**About this exercise**
Would you print every entry below exactly as written, omitting the images?

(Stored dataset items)
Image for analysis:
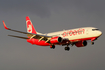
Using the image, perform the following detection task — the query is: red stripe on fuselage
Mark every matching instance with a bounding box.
[27,36,98,46]
[70,37,98,42]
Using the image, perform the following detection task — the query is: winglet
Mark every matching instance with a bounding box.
[2,21,9,30]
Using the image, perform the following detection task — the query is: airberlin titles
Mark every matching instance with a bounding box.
[62,28,85,37]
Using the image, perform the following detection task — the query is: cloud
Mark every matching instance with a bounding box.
[0,0,105,70]
[1,0,105,18]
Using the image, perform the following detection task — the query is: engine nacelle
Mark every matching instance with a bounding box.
[75,41,87,47]
[50,36,62,44]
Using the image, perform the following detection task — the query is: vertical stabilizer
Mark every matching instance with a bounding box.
[26,16,37,34]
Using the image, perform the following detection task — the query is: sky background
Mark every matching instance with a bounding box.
[0,0,105,70]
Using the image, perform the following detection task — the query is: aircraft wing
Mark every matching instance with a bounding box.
[3,21,52,42]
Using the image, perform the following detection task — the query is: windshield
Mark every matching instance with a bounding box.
[92,29,99,31]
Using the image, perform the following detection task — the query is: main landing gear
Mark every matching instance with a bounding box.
[64,45,70,51]
[50,44,70,51]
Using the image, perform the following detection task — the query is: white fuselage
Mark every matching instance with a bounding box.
[47,27,102,41]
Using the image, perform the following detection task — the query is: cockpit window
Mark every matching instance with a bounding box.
[92,29,99,31]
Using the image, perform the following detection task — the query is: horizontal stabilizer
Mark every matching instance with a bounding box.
[8,35,29,39]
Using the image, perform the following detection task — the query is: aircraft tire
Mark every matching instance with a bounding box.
[50,45,55,49]
[91,42,94,45]
[65,47,70,51]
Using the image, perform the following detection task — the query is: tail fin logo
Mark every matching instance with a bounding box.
[26,20,32,33]
[27,23,32,33]
[26,16,37,34]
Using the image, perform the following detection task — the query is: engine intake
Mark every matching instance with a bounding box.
[50,36,62,44]
[75,41,87,47]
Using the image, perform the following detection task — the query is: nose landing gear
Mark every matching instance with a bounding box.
[91,41,94,45]
[91,38,96,45]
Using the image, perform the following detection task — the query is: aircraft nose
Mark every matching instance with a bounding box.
[98,31,102,36]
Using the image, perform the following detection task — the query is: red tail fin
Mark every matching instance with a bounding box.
[26,16,37,34]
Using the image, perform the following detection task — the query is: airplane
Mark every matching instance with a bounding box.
[3,16,102,51]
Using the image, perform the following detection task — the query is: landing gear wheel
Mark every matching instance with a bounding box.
[50,45,55,49]
[91,42,94,45]
[65,47,70,51]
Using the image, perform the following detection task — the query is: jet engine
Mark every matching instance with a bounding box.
[75,41,87,47]
[50,36,63,44]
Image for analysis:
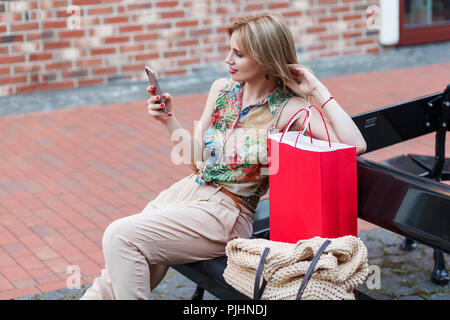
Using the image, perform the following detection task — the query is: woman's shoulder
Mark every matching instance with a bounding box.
[210,77,240,93]
[274,95,311,131]
[277,95,310,117]
[285,95,309,108]
[283,96,311,117]
[204,78,235,115]
[211,77,228,88]
[207,78,229,102]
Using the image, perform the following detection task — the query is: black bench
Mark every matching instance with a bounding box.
[172,84,450,300]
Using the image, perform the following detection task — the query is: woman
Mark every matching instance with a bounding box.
[80,12,366,300]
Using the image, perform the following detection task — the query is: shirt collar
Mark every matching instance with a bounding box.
[223,78,294,114]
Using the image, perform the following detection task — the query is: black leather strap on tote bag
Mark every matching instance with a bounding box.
[253,247,270,300]
[253,239,332,300]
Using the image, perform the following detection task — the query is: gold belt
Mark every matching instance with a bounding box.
[194,171,256,214]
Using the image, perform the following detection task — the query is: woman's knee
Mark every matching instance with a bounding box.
[102,217,135,250]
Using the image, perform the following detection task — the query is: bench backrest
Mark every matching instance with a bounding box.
[351,91,443,153]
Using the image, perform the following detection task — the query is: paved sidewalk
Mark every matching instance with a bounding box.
[0,43,449,300]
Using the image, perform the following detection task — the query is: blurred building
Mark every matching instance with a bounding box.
[0,0,449,96]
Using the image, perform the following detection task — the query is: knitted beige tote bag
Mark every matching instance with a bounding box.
[223,236,369,300]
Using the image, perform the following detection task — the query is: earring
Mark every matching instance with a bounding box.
[265,73,269,80]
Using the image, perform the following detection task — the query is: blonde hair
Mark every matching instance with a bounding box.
[227,12,313,102]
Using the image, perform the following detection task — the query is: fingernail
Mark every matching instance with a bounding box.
[162,94,167,99]
[168,113,172,117]
[150,86,154,90]
[160,103,164,107]
[156,95,160,100]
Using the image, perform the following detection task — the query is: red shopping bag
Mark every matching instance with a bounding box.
[268,106,357,243]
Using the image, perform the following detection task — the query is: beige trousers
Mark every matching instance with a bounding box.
[80,171,254,300]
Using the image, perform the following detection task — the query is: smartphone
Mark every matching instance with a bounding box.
[145,66,168,114]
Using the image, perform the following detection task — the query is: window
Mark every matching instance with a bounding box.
[399,0,450,46]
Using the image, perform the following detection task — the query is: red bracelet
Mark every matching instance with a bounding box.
[321,96,334,109]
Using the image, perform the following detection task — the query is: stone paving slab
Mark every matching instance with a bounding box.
[357,229,450,300]
[14,227,449,300]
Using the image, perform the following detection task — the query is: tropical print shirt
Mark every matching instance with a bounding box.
[196,77,294,209]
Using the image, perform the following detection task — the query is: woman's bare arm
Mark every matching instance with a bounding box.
[162,77,228,172]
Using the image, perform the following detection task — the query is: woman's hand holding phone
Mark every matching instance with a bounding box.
[146,85,173,125]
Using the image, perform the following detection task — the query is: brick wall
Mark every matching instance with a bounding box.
[0,0,380,96]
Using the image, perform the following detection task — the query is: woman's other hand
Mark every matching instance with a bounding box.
[146,85,174,125]
[286,66,325,98]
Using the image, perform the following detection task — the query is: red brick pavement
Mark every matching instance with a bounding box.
[0,62,449,299]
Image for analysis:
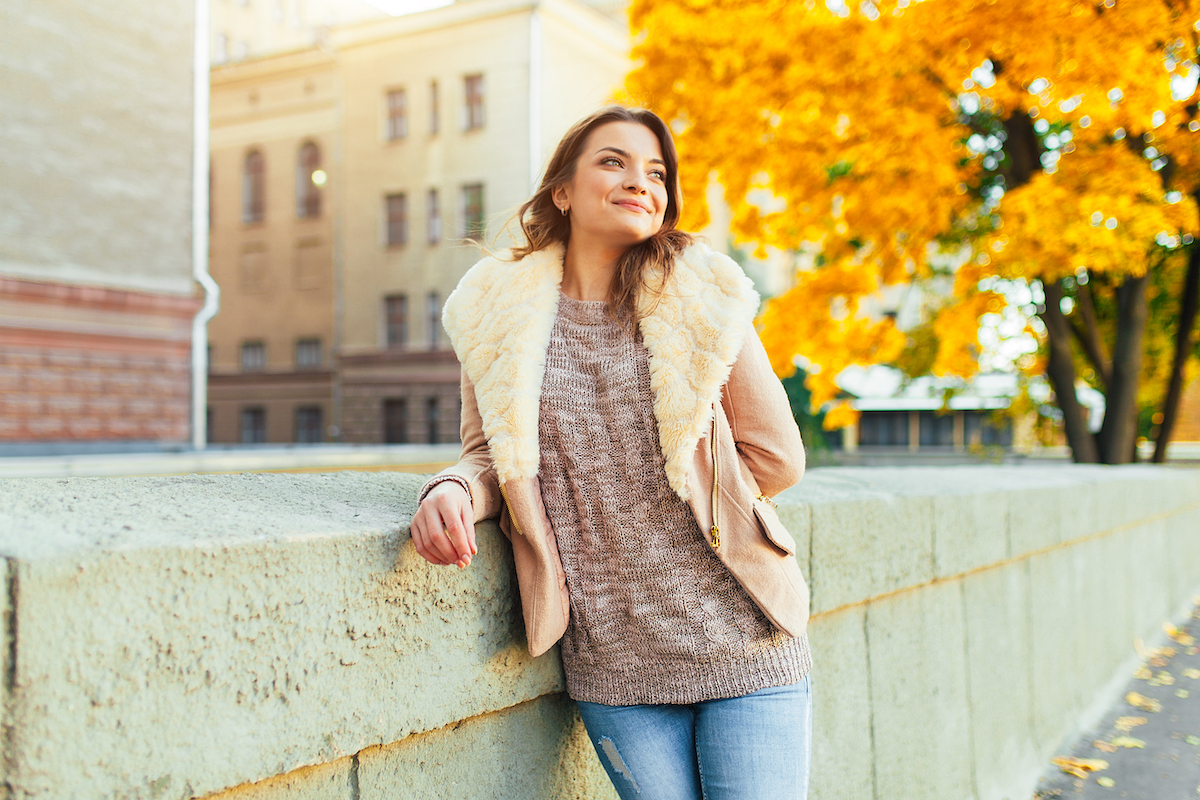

**Exercise result**
Image for analysis:
Using the image, perform the following detection task — the query is: red stripe on fuselage
Mark every matching instance with a bounding box.
[27,36,98,46]
[70,37,98,42]
Using the image, perform the following detection task — the query is: winglet
Mark every matching instance with a bounding box.
[2,21,9,30]
Using the image, perform the following detection task — the query is: airberlin titles
Mark every matching instance with a bounding box.
[62,28,85,37]
Using the image, perform the following detection task — the query is: cloud
Mark every matching instance with a bounding box.
[0,0,105,70]
[1,0,105,18]
Using the image, perform the following detection task — the query is: engine nacelle
Mark every matching instance with a bounding box.
[75,41,87,47]
[50,36,62,44]
Using the image, perform the following detection task — the query is: vertical stabilizer
Mark every matching instance with a bounding box.
[26,16,37,34]
Using the image, perform the following detection task — the query is: sky background
Mark every matching instance with a bounding box.
[0,0,105,70]
Using the image, perform the following detection task — the query is: aircraft wing
Mark every matching instance with a bounding box.
[3,21,52,42]
Using the image, perform the following detection task — the query is: windshield
Mark every matching instance with a bounding box.
[92,29,99,31]
Using the image, perform the following detection task — the query is: main landing gear
Mark every matching instance with a bounding box.
[64,45,70,51]
[50,44,70,51]
Using the image, perform the following detection task — the query is: white fuselage
Mark every matching instance with a bounding box.
[47,27,102,41]
Using the image, perform the following detection task — the query is: cockpit window
Mark every matching instance with a bounding box.
[92,29,99,31]
Using the image, perform the following detection task — the query is: horizontal stabilizer
Mark every matching instance with a bounding box.
[8,35,29,39]
Using the image, perform the following detection task — the query is: aircraft tire
Mark every matching instance with a bounding box.
[50,45,55,49]
[91,42,94,45]
[65,47,70,51]
Using the image, perform the following detection task — the query is: tail fin logo
Mark every matching instance with a bounding box.
[26,20,32,33]
[27,23,32,33]
[26,16,37,34]
Using the image, perform the following detection task — the query is: engine intake
Mark every matching instance with a bounding box.
[50,36,62,44]
[75,41,87,47]
Using the image, perform the following detection task — the query is: nose landing gear
Mark every matching instance with a bounding box.
[91,41,94,45]
[91,38,96,45]
Using the image, perform the following detection task — the query is: aircraft nose
Mark every matching instance with a bounding box.
[98,31,102,36]
Using the image, perform the following detection task — the query is: red tail fin
Mark every matching instance with a bounding box.
[26,16,37,34]
Using the image, perform the following detection task — the query is: airplane
Mark every matching instance with a bounding box.
[3,16,102,51]
Using the image, perform the following detection task — the query is: landing gear wheel
Mark every matching instance with a bounding box.
[50,45,55,49]
[91,42,94,45]
[65,47,70,51]
Using the image, perform the following detection task — the query is: jet engine
Mark every matching instance with a bounding box.
[75,41,87,47]
[50,36,63,44]
Image for analysis:
Using the image, perform the following detection task — the query is: woman's shoulder
Mark every matching instance with a bounding box.
[210,77,240,93]
[274,95,311,131]
[277,95,310,117]
[285,95,309,108]
[283,96,311,117]
[204,78,235,115]
[211,77,228,88]
[207,78,229,102]
Using the image, perform the following detection task — the query is: black bench
Mark every matching instance with a bounding box.
[172,84,450,300]
Using the image, perform the following detection task — the query is: woman
Mark every matching instance with a bounding box.
[80,12,366,300]
Using the image, perform the following detection task — the query is: shirt collar
Mark every matching instance with a bounding box.
[223,78,294,114]
Using the image, perform the following detection task — the query is: black leather strap on tote bag
Mark every matching instance with a bounding box.
[253,247,270,300]
[253,239,332,300]
Using the image, perform the following detection task — the query is: gold belt
Mark every matching instance with a bounding box.
[194,171,256,214]
Using the image, perform the following detection task — the query is: woman's knee
Mark every matching instance with a bounding box.
[102,217,135,250]
Using the image, perform the following detection task — the query is: bench backrest
Mark every matching instance with a bounding box.
[351,91,443,153]
Using the image, perform the following detection task — the query is: paved sidewalk
Mark every matching instance with a bounding box.
[0,43,449,300]
Using the image, perform the following detection task — the query is: blurred building
Mark every matching instance with a bounding box.
[0,0,449,96]
Using the image, perform the following detection task — the query is: knitted beige tote bag
Mark every matching instance with a bounding box.
[223,236,369,300]
Using the image, perform the following detection task — the query is: earring
Mark every matching instance with a bounding box.
[265,73,269,80]
Using the image, perform the following detection task — the query is: blonde hair
Mark every matching instance with a bounding box.
[227,12,313,102]
Using the image, perform the following detection task — the query is: fingernail
Mark every matching instance with a bounding box.
[162,94,167,99]
[168,113,172,117]
[150,86,154,90]
[160,103,164,107]
[156,95,160,100]
Using the image, perform the following detection task — the query is: red shopping bag
Mark every matching instance with a bounding box.
[268,106,357,243]
Using the image, perform the following detection task — the query is: beige trousers
Mark every matching instance with a bounding box.
[80,171,254,300]
Using the image, perform the following detection task — the query is: smartphone
Mark every matching instance with a bounding box.
[145,66,168,114]
Using the image, perform the following detection task — the query is: window
Mark every matching instance with a bounding box.
[399,0,450,46]
Using the image, perform the following detection task — the query is: red bracelet
Mark every matching instance with a bounding box.
[321,96,334,109]
Using the image, perform the following detection task — the query is: stone paving slab
Mark every matching instance with a bounding box.
[357,229,450,300]
[14,227,449,300]
Using the image, perform the following detection task — the query is: tropical print shirt
Mark every matching instance with a bounding box.
[196,77,294,209]
Using the image, perform the following detection task — the query is: woman's bare arm
Mark every matching instance with a bounding box.
[162,77,228,172]
Using the image, perform the following detection task — the query is: woman's hand holding phone
Mark every matching instance with a bounding box.
[146,85,173,125]
Using the image, perform the following detection task — the query is: brick wall
Mark every matching instance with a bounding box.
[0,0,380,96]
Using the image, perform the following detection task — the query is: woman's other hand
Mark every matching instance with a bounding box.
[146,85,174,125]
[286,66,325,98]
Using the image, perform the following detection task — the query is: red brick pavement
Mark every matching instance with a bounding box.
[0,62,449,299]
Image for analysis:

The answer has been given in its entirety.